JOB:
Emit the line that holds "Expected: one point per instance of the rainbow" and all lines following it through the end of the data, verbatim, and nothing else.

DATA RECORDS:
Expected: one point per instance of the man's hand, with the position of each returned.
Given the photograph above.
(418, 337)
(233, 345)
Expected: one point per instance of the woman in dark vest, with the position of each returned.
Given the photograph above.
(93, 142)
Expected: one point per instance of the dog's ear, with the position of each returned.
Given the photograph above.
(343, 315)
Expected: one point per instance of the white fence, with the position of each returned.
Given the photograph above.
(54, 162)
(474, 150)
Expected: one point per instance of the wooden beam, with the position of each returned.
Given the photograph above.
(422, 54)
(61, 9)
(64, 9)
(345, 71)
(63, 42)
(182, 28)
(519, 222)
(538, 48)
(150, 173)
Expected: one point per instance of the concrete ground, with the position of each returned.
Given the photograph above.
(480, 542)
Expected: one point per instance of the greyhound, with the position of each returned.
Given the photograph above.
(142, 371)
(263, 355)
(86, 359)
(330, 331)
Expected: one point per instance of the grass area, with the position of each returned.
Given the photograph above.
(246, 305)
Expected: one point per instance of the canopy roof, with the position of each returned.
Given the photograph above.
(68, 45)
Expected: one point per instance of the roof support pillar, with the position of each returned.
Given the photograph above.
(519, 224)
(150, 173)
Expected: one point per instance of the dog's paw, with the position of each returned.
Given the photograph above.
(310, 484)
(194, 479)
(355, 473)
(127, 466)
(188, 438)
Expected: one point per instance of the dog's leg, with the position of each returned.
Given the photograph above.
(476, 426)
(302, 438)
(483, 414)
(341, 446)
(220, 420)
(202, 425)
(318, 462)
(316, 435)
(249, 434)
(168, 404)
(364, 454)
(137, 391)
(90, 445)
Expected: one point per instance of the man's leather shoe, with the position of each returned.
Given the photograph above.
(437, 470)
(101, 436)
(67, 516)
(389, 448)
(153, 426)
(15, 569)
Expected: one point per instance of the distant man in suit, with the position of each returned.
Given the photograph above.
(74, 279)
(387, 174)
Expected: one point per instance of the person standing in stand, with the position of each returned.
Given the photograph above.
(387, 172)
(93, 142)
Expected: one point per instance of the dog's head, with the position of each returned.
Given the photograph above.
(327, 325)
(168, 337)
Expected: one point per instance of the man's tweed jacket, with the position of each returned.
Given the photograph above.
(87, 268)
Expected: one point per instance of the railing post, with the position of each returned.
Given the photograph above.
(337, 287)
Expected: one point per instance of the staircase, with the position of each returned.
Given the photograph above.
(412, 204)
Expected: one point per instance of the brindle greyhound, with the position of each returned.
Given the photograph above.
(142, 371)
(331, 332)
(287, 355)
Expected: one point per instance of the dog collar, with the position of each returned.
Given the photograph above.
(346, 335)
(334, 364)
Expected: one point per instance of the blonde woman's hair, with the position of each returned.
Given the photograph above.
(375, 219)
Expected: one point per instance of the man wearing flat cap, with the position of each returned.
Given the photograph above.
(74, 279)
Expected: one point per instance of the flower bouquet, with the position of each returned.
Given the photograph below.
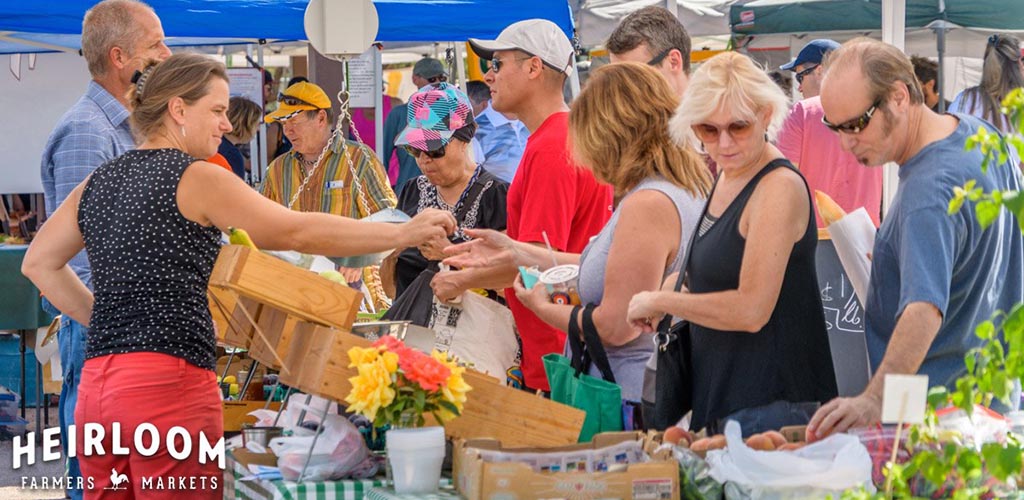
(395, 386)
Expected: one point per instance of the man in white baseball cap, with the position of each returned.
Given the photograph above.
(529, 61)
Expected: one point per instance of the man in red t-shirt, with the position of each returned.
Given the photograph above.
(529, 63)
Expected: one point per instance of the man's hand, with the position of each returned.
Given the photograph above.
(532, 298)
(434, 249)
(446, 285)
(842, 414)
(488, 248)
(426, 225)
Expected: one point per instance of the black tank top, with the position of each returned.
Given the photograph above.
(151, 265)
(788, 359)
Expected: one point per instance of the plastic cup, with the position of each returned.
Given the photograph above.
(562, 283)
(529, 276)
(416, 456)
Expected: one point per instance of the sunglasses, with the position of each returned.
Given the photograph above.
(289, 100)
(710, 133)
(800, 76)
(857, 124)
(433, 155)
(659, 57)
(497, 64)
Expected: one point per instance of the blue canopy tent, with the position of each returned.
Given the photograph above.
(55, 25)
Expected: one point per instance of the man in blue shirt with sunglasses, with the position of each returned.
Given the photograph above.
(935, 276)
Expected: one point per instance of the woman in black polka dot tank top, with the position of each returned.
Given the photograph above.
(151, 222)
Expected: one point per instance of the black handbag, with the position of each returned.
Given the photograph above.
(671, 383)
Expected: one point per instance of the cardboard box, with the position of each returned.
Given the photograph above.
(475, 478)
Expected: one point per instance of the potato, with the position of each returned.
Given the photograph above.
(700, 445)
(676, 435)
(776, 438)
(717, 442)
(760, 442)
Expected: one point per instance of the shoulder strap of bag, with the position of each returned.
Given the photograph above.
(666, 323)
(594, 346)
(578, 356)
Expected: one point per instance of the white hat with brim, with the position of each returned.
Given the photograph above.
(536, 37)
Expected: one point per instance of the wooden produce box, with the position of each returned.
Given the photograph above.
(318, 362)
(479, 478)
(237, 413)
(254, 296)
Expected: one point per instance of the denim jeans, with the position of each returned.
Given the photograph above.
(71, 339)
(772, 416)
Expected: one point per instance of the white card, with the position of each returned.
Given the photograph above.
(906, 394)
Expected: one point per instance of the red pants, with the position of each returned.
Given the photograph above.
(159, 389)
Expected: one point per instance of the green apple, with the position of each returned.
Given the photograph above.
(335, 277)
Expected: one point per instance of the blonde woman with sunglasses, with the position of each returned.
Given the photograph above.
(759, 346)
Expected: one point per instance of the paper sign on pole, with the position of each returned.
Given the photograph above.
(247, 82)
(903, 399)
(360, 80)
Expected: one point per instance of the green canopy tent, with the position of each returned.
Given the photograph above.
(770, 16)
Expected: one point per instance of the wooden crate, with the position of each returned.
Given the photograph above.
(272, 282)
(255, 298)
(318, 365)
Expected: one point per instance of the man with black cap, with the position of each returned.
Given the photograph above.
(551, 198)
(426, 72)
(816, 151)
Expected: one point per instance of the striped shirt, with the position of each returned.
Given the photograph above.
(331, 190)
(93, 131)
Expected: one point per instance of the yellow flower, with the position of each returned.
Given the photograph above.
(361, 356)
(455, 388)
(372, 388)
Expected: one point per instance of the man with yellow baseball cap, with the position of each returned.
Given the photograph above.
(306, 118)
(300, 96)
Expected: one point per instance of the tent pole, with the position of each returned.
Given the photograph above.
(379, 105)
(941, 41)
(894, 33)
(263, 154)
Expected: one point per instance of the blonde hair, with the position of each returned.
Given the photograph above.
(733, 81)
(110, 24)
(185, 75)
(245, 117)
(619, 126)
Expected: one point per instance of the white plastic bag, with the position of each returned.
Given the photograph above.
(477, 330)
(340, 452)
(828, 466)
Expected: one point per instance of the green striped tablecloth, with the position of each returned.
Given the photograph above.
(446, 492)
(235, 489)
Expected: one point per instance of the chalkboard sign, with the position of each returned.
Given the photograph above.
(845, 320)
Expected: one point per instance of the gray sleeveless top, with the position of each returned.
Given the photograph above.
(628, 361)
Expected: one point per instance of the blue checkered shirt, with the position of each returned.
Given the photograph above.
(500, 142)
(93, 131)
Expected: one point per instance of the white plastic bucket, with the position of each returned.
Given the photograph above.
(416, 456)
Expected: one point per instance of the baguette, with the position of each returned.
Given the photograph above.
(827, 208)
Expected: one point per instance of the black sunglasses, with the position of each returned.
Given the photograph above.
(659, 57)
(497, 64)
(433, 155)
(857, 124)
(288, 99)
(800, 76)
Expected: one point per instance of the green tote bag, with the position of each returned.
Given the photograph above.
(600, 398)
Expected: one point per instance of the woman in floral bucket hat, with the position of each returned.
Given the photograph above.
(440, 126)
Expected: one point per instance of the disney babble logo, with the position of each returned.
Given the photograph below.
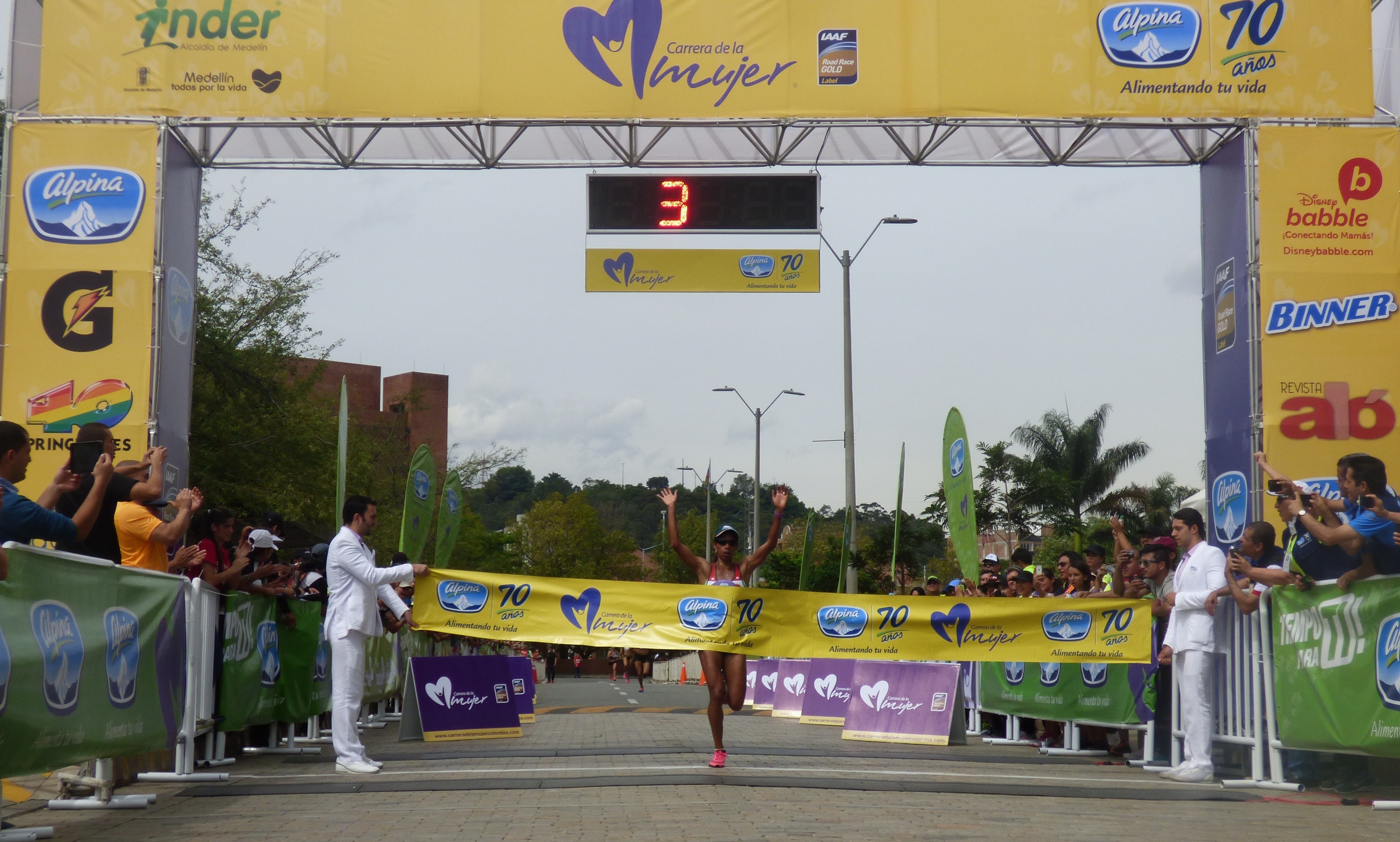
(877, 696)
(586, 30)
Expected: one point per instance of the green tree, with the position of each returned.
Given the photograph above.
(563, 538)
(1070, 471)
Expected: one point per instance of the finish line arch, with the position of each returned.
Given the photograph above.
(1249, 93)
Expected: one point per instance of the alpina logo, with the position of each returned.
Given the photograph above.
(1230, 501)
(83, 205)
(1336, 416)
(61, 648)
(586, 31)
(463, 598)
(1150, 36)
(124, 657)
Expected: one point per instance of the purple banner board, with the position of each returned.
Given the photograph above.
(792, 687)
(902, 703)
(465, 697)
(523, 687)
(765, 687)
(828, 691)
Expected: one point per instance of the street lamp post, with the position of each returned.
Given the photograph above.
(846, 259)
(758, 434)
(709, 484)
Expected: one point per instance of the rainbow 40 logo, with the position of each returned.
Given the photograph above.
(59, 410)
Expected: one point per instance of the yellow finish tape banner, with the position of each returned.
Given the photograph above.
(703, 271)
(77, 296)
(1329, 212)
(706, 58)
(782, 623)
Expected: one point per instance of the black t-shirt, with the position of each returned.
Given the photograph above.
(101, 541)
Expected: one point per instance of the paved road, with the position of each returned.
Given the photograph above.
(643, 775)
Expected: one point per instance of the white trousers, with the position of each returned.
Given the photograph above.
(346, 694)
(1196, 680)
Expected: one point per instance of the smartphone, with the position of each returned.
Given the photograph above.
(83, 456)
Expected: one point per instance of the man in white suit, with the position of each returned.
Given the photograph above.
(1195, 642)
(352, 617)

ANSWER TO THIS TASK:
Expected: one point per instance of the rainbow 40 logo, with the position of each returned.
Given the photograph above.
(59, 410)
Expected: one point per instance of the yellow finish tape banner, with the position of each returned.
Given the photograph above.
(703, 271)
(77, 296)
(1329, 212)
(706, 58)
(782, 623)
Expected: one point per instance of the black t-shirt, with the position of each returned.
Given the photograph above.
(101, 541)
Expected: one point per instance of the paved road, with the position of each returned.
Given the photograph above.
(643, 775)
Expected: one point per instance of the white trousers, with the position of each returned.
Given the photograph above.
(346, 694)
(1196, 680)
Expected: one point per instance of the smartphone, with the position of each returned.
Given the photograph above.
(83, 456)
Expected: one point per instance of the man in white suit, with the position of each returned.
Given the photograph above.
(1195, 642)
(352, 617)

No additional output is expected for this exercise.